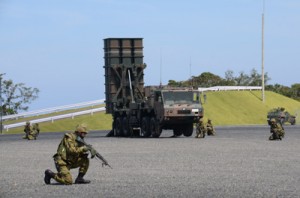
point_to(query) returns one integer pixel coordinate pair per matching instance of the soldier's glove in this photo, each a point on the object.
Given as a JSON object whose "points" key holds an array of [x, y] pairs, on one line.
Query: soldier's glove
{"points": [[84, 149], [93, 152]]}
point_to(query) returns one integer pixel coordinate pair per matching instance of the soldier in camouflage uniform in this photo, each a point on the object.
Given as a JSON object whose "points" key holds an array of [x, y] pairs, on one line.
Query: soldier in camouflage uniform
{"points": [[70, 154], [36, 130], [210, 128], [30, 132], [277, 130], [200, 129], [27, 130]]}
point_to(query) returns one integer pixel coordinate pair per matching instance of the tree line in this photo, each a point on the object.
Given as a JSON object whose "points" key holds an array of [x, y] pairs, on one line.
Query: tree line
{"points": [[15, 97], [207, 79]]}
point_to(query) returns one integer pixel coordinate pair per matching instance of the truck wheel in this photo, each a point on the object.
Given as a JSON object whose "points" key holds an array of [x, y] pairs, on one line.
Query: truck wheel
{"points": [[155, 128], [118, 127], [126, 129], [177, 131], [145, 129], [188, 131]]}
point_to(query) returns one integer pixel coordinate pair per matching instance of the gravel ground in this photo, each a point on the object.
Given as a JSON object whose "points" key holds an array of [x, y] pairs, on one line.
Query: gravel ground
{"points": [[237, 162]]}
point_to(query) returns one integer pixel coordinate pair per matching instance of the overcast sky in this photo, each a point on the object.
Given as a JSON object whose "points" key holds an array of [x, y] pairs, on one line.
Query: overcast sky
{"points": [[57, 45]]}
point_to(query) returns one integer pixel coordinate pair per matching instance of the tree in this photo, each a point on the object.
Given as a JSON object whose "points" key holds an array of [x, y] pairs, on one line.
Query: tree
{"points": [[15, 97]]}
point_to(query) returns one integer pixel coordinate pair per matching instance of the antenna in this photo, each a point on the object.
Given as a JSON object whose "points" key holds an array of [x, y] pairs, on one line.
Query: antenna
{"points": [[160, 67], [262, 55], [191, 72]]}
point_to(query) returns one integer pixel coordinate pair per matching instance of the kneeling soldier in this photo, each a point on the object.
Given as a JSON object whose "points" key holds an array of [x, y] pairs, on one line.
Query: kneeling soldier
{"points": [[70, 154]]}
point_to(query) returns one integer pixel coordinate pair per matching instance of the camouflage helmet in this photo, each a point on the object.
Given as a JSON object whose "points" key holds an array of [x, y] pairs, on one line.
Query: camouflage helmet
{"points": [[81, 128]]}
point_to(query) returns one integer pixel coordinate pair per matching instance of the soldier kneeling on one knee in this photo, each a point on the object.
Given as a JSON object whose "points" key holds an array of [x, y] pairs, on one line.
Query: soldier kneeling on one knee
{"points": [[277, 130], [70, 154], [200, 129]]}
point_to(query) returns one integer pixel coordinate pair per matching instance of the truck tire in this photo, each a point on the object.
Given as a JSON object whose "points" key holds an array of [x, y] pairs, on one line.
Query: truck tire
{"points": [[145, 128], [126, 129], [155, 128], [178, 131], [118, 127]]}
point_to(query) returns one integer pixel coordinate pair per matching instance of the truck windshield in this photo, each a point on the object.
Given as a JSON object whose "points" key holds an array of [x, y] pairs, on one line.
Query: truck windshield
{"points": [[180, 97]]}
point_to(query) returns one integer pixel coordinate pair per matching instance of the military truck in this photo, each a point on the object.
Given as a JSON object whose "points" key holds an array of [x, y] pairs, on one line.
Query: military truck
{"points": [[139, 110], [281, 115]]}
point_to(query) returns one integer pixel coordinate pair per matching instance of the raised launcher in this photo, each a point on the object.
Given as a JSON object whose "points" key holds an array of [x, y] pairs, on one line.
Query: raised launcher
{"points": [[140, 111]]}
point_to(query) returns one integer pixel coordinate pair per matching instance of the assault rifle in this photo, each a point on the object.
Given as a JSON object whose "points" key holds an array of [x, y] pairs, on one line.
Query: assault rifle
{"points": [[93, 152]]}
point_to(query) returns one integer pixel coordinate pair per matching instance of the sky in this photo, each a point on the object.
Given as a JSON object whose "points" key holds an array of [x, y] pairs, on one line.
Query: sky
{"points": [[57, 46]]}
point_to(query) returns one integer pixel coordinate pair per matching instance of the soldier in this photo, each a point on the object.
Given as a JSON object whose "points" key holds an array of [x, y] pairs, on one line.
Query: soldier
{"points": [[210, 128], [71, 154], [36, 130], [200, 129], [31, 132], [27, 130], [277, 130]]}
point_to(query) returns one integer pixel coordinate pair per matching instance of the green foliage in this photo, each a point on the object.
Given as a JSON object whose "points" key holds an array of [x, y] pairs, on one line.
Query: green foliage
{"points": [[207, 79], [15, 97], [244, 107], [224, 108], [97, 121]]}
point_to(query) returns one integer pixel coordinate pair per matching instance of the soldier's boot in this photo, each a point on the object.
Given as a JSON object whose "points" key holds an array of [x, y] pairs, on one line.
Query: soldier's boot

◆ ◆ ◆ ◆ ◆

◆ **Your objective**
Take the line that contains "the soldier in this" and each line after it down to the last of the records, and retype them exactly; add nothing else.

◆ **Finished task**
point_to(query) returns one integer pixel coordinate pair per matching instance of the soldier in this photo, each a point on the object.
Given as a JSON object whose "points" key holds an array of [x, y] pairs, on one line.
Query: soldier
{"points": [[210, 128], [71, 154], [36, 130], [200, 129], [31, 132], [27, 130], [277, 130]]}
point_to(query) returns one integer pixel coordinate pair per matching instance of the green foliage in this photo, each a point on the object.
Given as a JSON object whose "points" key holds an array of [x, y] pairs, on one line.
Query: green foliage
{"points": [[207, 79], [15, 97], [244, 107], [224, 108], [97, 121]]}
point_to(query) returns one integer pixel coordinate pair per matching instance of the soldier's boot in this photo, each a point on the object.
Given as a JSON object whose "points" key holds an array of [x, y] pairs, on one line.
Query: soldier's boot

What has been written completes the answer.